⟨

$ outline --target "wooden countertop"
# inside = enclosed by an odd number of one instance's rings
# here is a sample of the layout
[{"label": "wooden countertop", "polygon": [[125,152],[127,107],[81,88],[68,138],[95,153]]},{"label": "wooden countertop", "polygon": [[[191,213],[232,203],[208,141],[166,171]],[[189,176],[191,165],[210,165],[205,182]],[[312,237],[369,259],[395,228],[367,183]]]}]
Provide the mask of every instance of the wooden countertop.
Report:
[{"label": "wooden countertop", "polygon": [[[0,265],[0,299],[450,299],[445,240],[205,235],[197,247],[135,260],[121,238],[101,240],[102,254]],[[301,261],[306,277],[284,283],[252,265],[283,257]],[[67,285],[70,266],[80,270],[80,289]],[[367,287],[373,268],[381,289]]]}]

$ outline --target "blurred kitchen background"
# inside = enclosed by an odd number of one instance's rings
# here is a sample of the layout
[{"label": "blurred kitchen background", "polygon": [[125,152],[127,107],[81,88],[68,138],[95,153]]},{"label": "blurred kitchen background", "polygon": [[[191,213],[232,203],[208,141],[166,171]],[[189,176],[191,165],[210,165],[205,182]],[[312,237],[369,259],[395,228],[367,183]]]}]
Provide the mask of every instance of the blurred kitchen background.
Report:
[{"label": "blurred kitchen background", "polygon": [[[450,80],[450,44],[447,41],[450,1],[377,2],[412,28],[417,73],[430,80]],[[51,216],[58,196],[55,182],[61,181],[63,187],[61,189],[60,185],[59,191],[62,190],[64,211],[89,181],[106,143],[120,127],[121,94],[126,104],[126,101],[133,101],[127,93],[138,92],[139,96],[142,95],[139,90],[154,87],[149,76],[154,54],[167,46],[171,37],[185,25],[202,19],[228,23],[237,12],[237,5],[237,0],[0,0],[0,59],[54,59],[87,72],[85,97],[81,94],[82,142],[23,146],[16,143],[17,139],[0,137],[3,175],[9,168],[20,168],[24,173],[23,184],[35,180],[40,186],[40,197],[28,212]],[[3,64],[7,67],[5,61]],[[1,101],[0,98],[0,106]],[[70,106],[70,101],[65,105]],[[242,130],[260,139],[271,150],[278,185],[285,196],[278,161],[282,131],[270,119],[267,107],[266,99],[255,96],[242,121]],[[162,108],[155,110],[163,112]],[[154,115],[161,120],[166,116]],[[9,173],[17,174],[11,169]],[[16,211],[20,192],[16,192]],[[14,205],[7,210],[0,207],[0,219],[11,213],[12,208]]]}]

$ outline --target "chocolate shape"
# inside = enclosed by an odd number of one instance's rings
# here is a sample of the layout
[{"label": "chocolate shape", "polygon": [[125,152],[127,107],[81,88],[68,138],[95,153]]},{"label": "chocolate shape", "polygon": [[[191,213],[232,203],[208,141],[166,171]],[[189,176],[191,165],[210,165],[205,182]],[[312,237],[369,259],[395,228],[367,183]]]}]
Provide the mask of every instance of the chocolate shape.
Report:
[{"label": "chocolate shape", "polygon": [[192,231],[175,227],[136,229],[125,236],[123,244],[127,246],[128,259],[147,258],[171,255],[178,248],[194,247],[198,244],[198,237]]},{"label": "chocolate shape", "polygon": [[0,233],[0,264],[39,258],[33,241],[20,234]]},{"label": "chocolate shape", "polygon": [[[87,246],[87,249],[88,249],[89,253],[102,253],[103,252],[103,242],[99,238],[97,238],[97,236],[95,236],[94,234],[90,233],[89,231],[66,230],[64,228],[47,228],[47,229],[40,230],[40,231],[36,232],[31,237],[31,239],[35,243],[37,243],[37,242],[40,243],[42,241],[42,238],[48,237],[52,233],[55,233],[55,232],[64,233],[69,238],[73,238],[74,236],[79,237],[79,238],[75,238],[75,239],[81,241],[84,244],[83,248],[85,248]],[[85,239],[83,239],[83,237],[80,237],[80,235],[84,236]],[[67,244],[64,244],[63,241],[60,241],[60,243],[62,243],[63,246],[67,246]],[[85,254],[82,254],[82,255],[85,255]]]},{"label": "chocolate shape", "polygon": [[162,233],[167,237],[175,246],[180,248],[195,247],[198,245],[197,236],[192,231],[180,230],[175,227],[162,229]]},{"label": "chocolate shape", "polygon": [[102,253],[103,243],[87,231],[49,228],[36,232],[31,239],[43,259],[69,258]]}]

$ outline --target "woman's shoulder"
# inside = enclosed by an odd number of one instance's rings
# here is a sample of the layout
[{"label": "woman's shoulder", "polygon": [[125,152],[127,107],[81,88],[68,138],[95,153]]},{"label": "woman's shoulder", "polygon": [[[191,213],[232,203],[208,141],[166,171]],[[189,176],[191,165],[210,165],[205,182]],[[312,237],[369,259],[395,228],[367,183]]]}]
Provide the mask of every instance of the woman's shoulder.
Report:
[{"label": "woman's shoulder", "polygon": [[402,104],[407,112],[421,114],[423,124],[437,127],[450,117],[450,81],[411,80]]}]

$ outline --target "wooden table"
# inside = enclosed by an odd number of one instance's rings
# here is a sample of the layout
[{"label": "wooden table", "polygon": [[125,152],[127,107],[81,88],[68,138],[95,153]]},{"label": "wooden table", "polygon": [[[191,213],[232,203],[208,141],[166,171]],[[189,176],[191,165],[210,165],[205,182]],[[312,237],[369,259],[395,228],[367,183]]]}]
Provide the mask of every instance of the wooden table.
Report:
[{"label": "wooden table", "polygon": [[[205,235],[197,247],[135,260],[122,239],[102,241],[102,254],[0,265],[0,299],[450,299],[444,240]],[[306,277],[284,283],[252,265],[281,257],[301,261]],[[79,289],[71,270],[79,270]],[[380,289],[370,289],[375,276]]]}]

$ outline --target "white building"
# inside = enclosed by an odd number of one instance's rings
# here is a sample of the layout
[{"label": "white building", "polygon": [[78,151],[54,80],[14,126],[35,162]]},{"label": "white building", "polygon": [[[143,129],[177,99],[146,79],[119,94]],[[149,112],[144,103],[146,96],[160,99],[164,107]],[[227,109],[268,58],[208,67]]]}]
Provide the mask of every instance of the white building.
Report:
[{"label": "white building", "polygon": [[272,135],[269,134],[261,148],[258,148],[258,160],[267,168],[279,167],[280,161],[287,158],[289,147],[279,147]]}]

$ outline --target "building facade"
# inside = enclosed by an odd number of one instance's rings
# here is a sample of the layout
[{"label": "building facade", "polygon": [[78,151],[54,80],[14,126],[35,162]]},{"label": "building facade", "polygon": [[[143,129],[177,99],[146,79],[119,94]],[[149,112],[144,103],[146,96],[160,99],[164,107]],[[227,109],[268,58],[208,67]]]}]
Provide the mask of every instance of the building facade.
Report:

⟩

Restate the data above word for word.

WRITTEN SOLUTION:
$ outline --target "wooden countertop"
# inside = enclosed by an odd number of one instance's rings
# here is a sample of the layout
[{"label": "wooden countertop", "polygon": [[125,152],[127,107],[81,88],[68,138],[95,153]]},{"label": "wooden countertop", "polygon": [[[191,213],[232,203],[208,141],[166,171]],[[189,176],[191,165],[210,165],[205,182]],[[312,237],[369,259],[395,228],[367,183]]]}]
Provide the mask of every instance of the wooden countertop.
Report:
[{"label": "wooden countertop", "polygon": [[[0,265],[0,299],[450,299],[445,240],[205,235],[197,247],[135,260],[121,238],[101,240],[102,254]],[[301,261],[306,277],[284,283],[252,265],[283,257]],[[67,285],[70,266],[80,270],[80,289]],[[367,287],[373,268],[381,289]]]}]

$ outline --target "blurred kitchen background"
# inside = enclosed by an odd number of one instance's rings
# here is a sample of the layout
[{"label": "blurred kitchen background", "polygon": [[125,152],[127,107],[81,88],[68,138],[95,153]]},{"label": "blurred kitchen background", "polygon": [[[191,213],[232,203],[208,141],[166,171]],[[189,176],[191,165],[210,165],[205,182]],[[312,237],[369,259],[395,228],[367,183]]]}]
Provide the mask of every instance of the blurred kitchen background.
Report:
[{"label": "blurred kitchen background", "polygon": [[[450,80],[450,44],[447,41],[450,1],[377,2],[412,28],[417,73],[430,80]],[[51,216],[58,196],[55,182],[61,181],[63,187],[61,189],[60,185],[59,191],[62,190],[64,211],[89,181],[106,143],[120,127],[121,94],[126,104],[126,101],[133,101],[127,93],[138,92],[139,96],[142,95],[139,90],[154,87],[149,76],[154,54],[167,46],[171,37],[185,25],[202,19],[228,23],[237,12],[237,5],[237,0],[0,0],[0,59],[54,59],[87,72],[85,97],[81,94],[82,142],[23,146],[16,143],[17,139],[0,137],[3,175],[9,168],[20,168],[24,173],[23,184],[35,180],[40,186],[40,197],[28,212]],[[3,64],[7,67],[5,61]],[[1,101],[0,98],[0,106]],[[70,106],[70,101],[65,105]],[[242,130],[260,139],[271,150],[278,185],[285,196],[278,161],[282,131],[270,119],[267,107],[266,99],[255,96],[242,121]],[[162,108],[155,110],[163,112]],[[154,115],[161,120],[166,116]],[[9,173],[17,174],[11,169]],[[16,211],[20,192],[16,192]],[[14,205],[7,210],[0,207],[0,219],[11,213],[12,208]]]}]

$ outline --target "chocolate shape"
# inside = enclosed by an odd number of one instance's rings
# here is a sample of the layout
[{"label": "chocolate shape", "polygon": [[125,152],[127,107],[81,88],[68,138],[95,153]]},{"label": "chocolate shape", "polygon": [[[191,213],[232,203],[208,141],[166,171]],[[189,176],[191,165],[210,165],[205,182]],[[312,237],[369,259],[395,228],[367,183]]]}]
Provide the mask of every instance of the chocolate shape.
Report:
[{"label": "chocolate shape", "polygon": [[192,231],[175,227],[136,229],[125,236],[123,244],[127,246],[128,259],[147,258],[171,255],[178,248],[194,247],[198,244],[198,237]]},{"label": "chocolate shape", "polygon": [[0,233],[0,264],[39,258],[33,241],[20,234]]},{"label": "chocolate shape", "polygon": [[[87,246],[87,249],[88,249],[89,253],[102,253],[103,252],[103,242],[99,238],[97,238],[97,236],[95,236],[94,234],[90,233],[89,231],[66,230],[64,228],[47,228],[47,229],[40,230],[40,231],[36,232],[31,237],[31,239],[35,243],[37,243],[37,242],[40,243],[42,241],[42,238],[48,237],[52,233],[55,233],[55,232],[64,233],[69,238],[73,238],[74,236],[79,237],[79,238],[75,238],[75,239],[81,241],[84,244],[83,248],[85,248]],[[85,239],[83,239],[83,237],[80,237],[80,235],[84,236]],[[67,244],[64,244],[63,241],[60,241],[60,243],[62,243],[63,246],[67,246]],[[85,254],[82,254],[82,255],[85,255]]]},{"label": "chocolate shape", "polygon": [[162,233],[167,237],[175,246],[180,248],[195,247],[198,245],[197,236],[192,231],[180,230],[175,227],[162,229]]},{"label": "chocolate shape", "polygon": [[102,253],[103,243],[87,231],[49,228],[36,232],[31,239],[43,259],[69,258]]}]

$ outline --target "woman's shoulder"
# inside = enclosed by an odd number of one instance's rings
# here is a sample of the layout
[{"label": "woman's shoulder", "polygon": [[125,152],[127,107],[81,88],[68,138],[95,153]]},{"label": "woman's shoulder", "polygon": [[[191,213],[232,203],[208,141],[166,171]],[[189,176],[191,165],[210,165],[205,182]],[[312,237],[369,259],[395,228],[367,183]]]}]
Provide the mask of every instance of the woman's shoulder.
Report:
[{"label": "woman's shoulder", "polygon": [[402,104],[407,112],[421,114],[423,124],[437,127],[450,117],[450,81],[411,80]]}]

$ outline --target "wooden table"
# inside = enclosed by an odd number of one instance's rings
# here is a sample of the layout
[{"label": "wooden table", "polygon": [[125,152],[127,107],[81,88],[68,138],[95,153]]},{"label": "wooden table", "polygon": [[[191,213],[232,203],[208,141],[166,171]],[[189,176],[191,165],[210,165],[205,182]],[[312,237],[369,259],[395,228],[367,183]]]}]
Provide the mask of every instance of the wooden table.
Report:
[{"label": "wooden table", "polygon": [[[205,235],[197,247],[135,260],[122,239],[102,241],[102,254],[0,265],[0,299],[450,299],[444,240]],[[306,277],[284,283],[252,265],[281,257],[301,261]],[[79,289],[71,270],[79,270]],[[380,289],[370,289],[375,276]]]}]

$ outline --target "white building"
# inside = enclosed by an odd number of one instance's rings
# here is a sample of the layout
[{"label": "white building", "polygon": [[78,151],[54,80],[14,126],[35,162]]},{"label": "white building", "polygon": [[[143,129],[177,99],[146,79],[119,94]],[[149,112],[144,103],[146,96],[160,99],[164,107]],[[227,109],[268,58],[208,67]]]}]
Provide the mask of every instance of the white building.
Report:
[{"label": "white building", "polygon": [[272,135],[269,134],[261,148],[258,148],[258,160],[267,168],[279,167],[280,161],[287,158],[289,147],[279,147]]}]

$ outline --target "building facade"
# inside = enclosed by an odd number of one instance's rings
# here is a sample of the layout
[{"label": "building facade", "polygon": [[78,151],[54,80],[14,126],[35,162]]},{"label": "building facade", "polygon": [[[143,129],[177,99],[146,79],[119,94]],[[149,112],[144,103],[146,96],[160,99],[164,107]],[[227,109],[268,58],[208,67]]]}]
Provide the mask of every instance of the building facade.
Report:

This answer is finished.